PSHENICHNYY v. RUSSIA
Doc ref: 3205/09 • ECHR ID: 001-168808
Document date: October 11, 2016
- Inbound citations: 1
- •
- Cited paragraphs: 0
- •
- Outbound citations: 4
THIRD SECTION
DECISION
Application no . 3205/09 Nikolay Ivanovich PSHENICHNYY against Russia
The European Court of Human Rights (Third Section), sitting on 11 October 2016 as a Committee composed of:
Helena Jäderblom , President, Dmitry Dedov , Branko Lubarda , judges,
and Fatoş Aracı , Deputy Section Registrar ,
Having regard to the above application lodged on 16 December 2008,
Having regard to the declaration submitted by the respondent Government on 30 September 2015 requesting the Court to strike the application out of the list of cases and the applicant ’ s reply to that declaration,
Having deliberated, decides as follows:
FACTS AND PROCEDURE
The applicant, Mr Nikolay Ivanovich Pshenichnyy , is a Russian national, who was born in 1954 and is detained in Stavropol . He was represented before the Court by Mr V. Shikhov , a lawyer practising in Tuapse , Krasnodar Region.
The Russian Government (“the Government”) were represented by Mr G. Matyushkin , Representative of the Russian Federation to the European Court of Human Rights.
The applicant complained, inter alia , under Article 5 § 3 of the Convention about the length of his pre-trial detention.
The part of the application concerning the length of the applicant ’ s pre ‑ trial detention had been communicated to the Government .
THE LAW
The applicant complained about the excessive length of his pre-trial detention. He relied on Article 5 § 3 of the Convention.
By a letter of 30 September 2015 the Government informed the Court that they proposed to make a unilateral declaration with a view to resolving the issue raised by the application. They further requested the Court to strike out the application in accordance with Article 37 of the Convention.
In the declaration, the Government acknowledged that the applicant had been detained “in violation Article 5 § 3 of the Convention” and stated their readiness to pay the EUR 1,850 to him as just satisfaction for his pre-trial detention between 14 July 2007 and 5 February 2009.

### [Source excerpt]

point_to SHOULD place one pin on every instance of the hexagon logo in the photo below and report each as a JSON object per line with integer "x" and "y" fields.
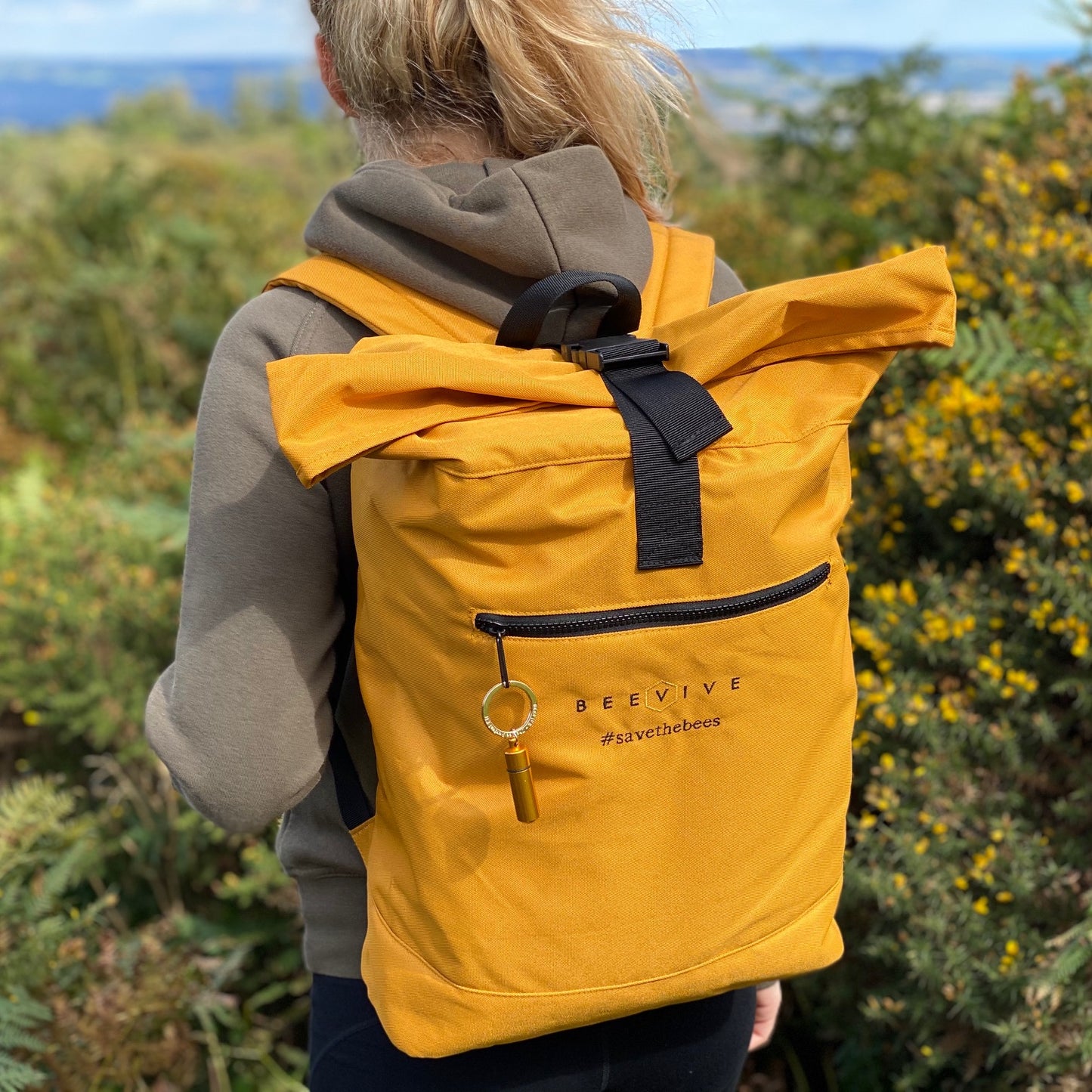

### [To be done]
1. Answer from the court decision:
(a) In which town does the applicant's lawyer practice?
(b) On what date did the Government submit its declaration?
(c) What sum did the Government state it was ready to pay the applicant?
2. Translate this sentence from the court decision into Spanish: "The applicant complained about the excessive length of his pre-trial detention."

### [Task results]
1.
(a) Tuapse, Krasnodar Region
(b) 30 September 2015
(c) EUR 1,850

2. El demandante se quejó de la duración excesiva de su prisión preventiva.